━━ SOURCE DOCUMENT

General characteristics
- Class & type: E-Flexer-class ferry
- Tonnage: 41,671 GT
- Length: 215.30 m (706 ft 4 in)
- Beam: 28 m (91 ft 10 in)
- Decks: 10
- Deck clearance: 6.2 m (20 ft 4 in) per deck
- Ramps: 3
- Speed: 22 knots (41 km/h; 25 mph)
- Capacity: 1,000 passengers; 175 cars; 165 freight trailers; up to 120 freight accompanied pieces;
- Crew: 55-65 (dependant on demand)

= Stena Embla =

Ferry

Stena Embla is a passenger and vehicle RoPax ferry operated by Stena Line between Birkenhead and Belfast.

━━━━
━━ INFORMATION GIVEN

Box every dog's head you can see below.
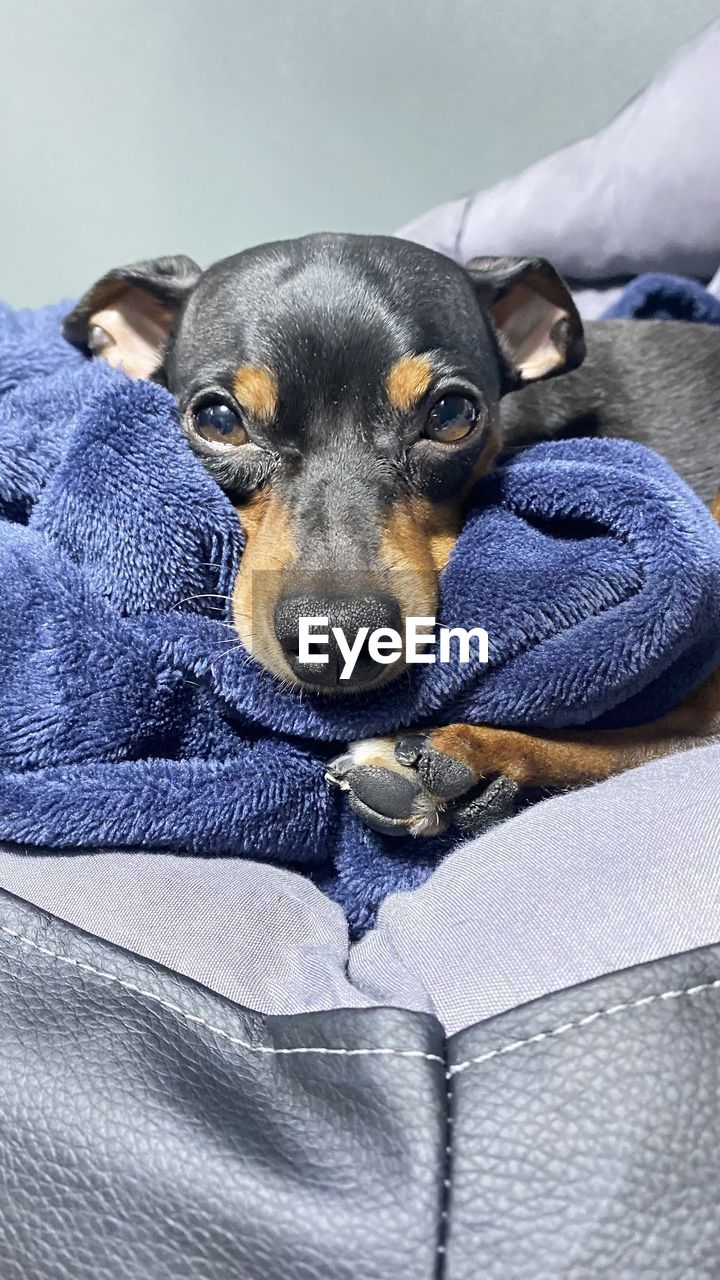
[64,234,584,692]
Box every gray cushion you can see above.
[398,22,720,282]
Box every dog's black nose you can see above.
[275,593,402,692]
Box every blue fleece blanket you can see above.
[0,288,720,934]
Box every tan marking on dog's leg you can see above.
[428,669,720,787]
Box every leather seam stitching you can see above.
[436,1071,452,1280]
[0,924,446,1066]
[447,978,720,1076]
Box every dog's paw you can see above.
[327,733,519,837]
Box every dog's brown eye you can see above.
[192,401,247,444]
[427,396,478,444]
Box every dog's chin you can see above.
[234,617,407,700]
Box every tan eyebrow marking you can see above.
[233,365,278,422]
[386,356,433,413]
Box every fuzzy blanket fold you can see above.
[0,307,720,933]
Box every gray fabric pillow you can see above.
[397,22,720,282]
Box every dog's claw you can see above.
[325,733,519,837]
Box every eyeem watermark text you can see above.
[297,617,488,680]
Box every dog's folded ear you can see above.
[465,257,585,392]
[63,253,201,378]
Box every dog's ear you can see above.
[63,253,201,378]
[465,250,585,392]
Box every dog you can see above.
[64,233,720,836]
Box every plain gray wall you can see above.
[0,0,720,305]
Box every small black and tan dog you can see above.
[64,234,720,836]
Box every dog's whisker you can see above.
[173,591,232,609]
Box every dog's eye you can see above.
[427,396,478,444]
[192,401,247,444]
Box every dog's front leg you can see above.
[328,671,720,836]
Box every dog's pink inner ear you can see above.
[87,284,173,378]
[488,273,570,383]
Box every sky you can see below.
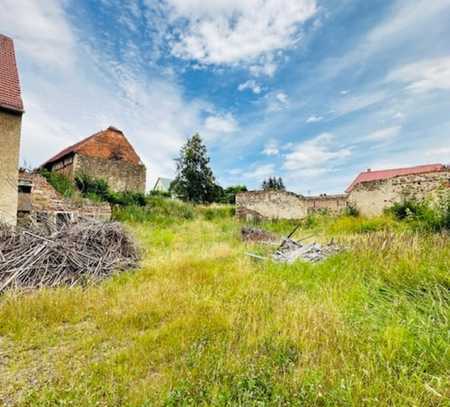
[0,0,450,194]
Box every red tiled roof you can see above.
[41,126,142,167]
[345,164,445,192]
[0,34,23,113]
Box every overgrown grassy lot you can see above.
[0,203,450,406]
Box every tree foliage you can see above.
[171,134,223,203]
[262,177,286,191]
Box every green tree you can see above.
[262,177,286,191]
[220,185,247,204]
[171,134,223,203]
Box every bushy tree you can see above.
[262,177,286,191]
[171,134,223,203]
[220,185,247,205]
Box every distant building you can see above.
[0,34,24,225]
[153,177,172,192]
[42,127,146,192]
[346,164,450,216]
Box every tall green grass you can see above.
[0,206,450,406]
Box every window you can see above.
[19,185,31,194]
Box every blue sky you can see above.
[0,0,450,194]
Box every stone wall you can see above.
[348,169,450,216]
[236,191,347,220]
[304,194,348,214]
[0,110,22,226]
[236,191,308,220]
[18,173,111,226]
[73,154,146,192]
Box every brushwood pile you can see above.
[0,221,140,293]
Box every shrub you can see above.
[387,191,450,231]
[40,170,75,198]
[387,199,429,220]
[75,174,110,201]
[113,196,196,225]
[344,204,359,218]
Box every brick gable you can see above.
[0,34,23,113]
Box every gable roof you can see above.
[41,126,143,167]
[345,164,446,193]
[0,34,23,113]
[153,177,172,191]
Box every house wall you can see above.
[73,154,146,192]
[304,194,347,214]
[348,170,450,216]
[18,173,111,222]
[236,191,347,219]
[236,191,308,219]
[0,110,22,226]
[50,154,146,192]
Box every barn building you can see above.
[42,127,146,192]
[345,164,450,216]
[0,34,24,226]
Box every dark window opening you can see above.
[36,212,48,223]
[56,212,72,228]
[19,185,31,194]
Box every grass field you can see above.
[0,208,450,406]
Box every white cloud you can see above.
[333,90,386,116]
[387,57,450,93]
[262,140,280,157]
[4,0,225,190]
[306,115,323,123]
[247,164,275,181]
[238,79,262,95]
[204,113,239,134]
[265,91,289,112]
[284,133,351,176]
[365,126,402,142]
[321,0,450,79]
[166,0,317,74]
[392,112,406,120]
[0,0,76,70]
[425,147,450,159]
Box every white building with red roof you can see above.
[345,164,450,216]
[0,34,23,225]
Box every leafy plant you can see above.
[261,177,286,191]
[171,134,222,203]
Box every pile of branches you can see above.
[0,221,139,293]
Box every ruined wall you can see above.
[72,154,146,192]
[236,191,347,219]
[236,191,308,219]
[348,170,450,216]
[18,173,111,225]
[0,110,22,226]
[304,194,347,214]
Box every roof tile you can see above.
[345,164,446,193]
[0,34,23,112]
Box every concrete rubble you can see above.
[241,227,280,243]
[272,239,342,264]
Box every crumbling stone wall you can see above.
[304,194,348,215]
[0,110,22,226]
[236,191,307,219]
[348,169,450,216]
[18,172,111,222]
[236,191,347,220]
[73,154,146,192]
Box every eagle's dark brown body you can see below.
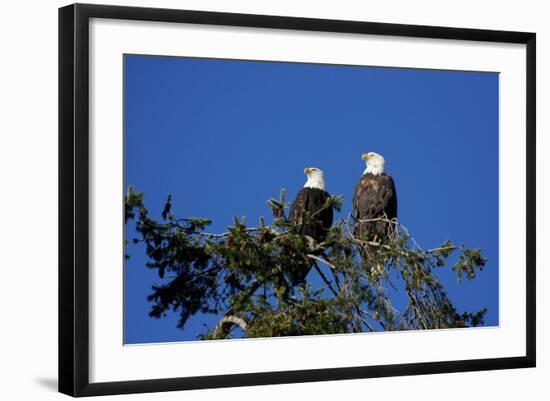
[286,188,333,285]
[288,188,333,242]
[352,173,397,241]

━━━━

Can you extend the text on the Stena Embla ferry, picking up right after its last sentence?

**EXERCISE RESULT:**
==History==
The third of the ferries, the ship was constructed at the AVIC Weihai Shipyard in China and floated on 15 November 2019. The ship competed its sea trials in the Yellow Sea before the end of October 2020, and was delivered to Stena at Weihai on 1 December 2020.

The ship began its maiden commercial voyage from Rosslare to Cherbourg on 14 January 2021, and was transferred to the Birkenhead to Belfast route by 26 January 2021.

Stena Embla was a replacement for the Stena Mersey.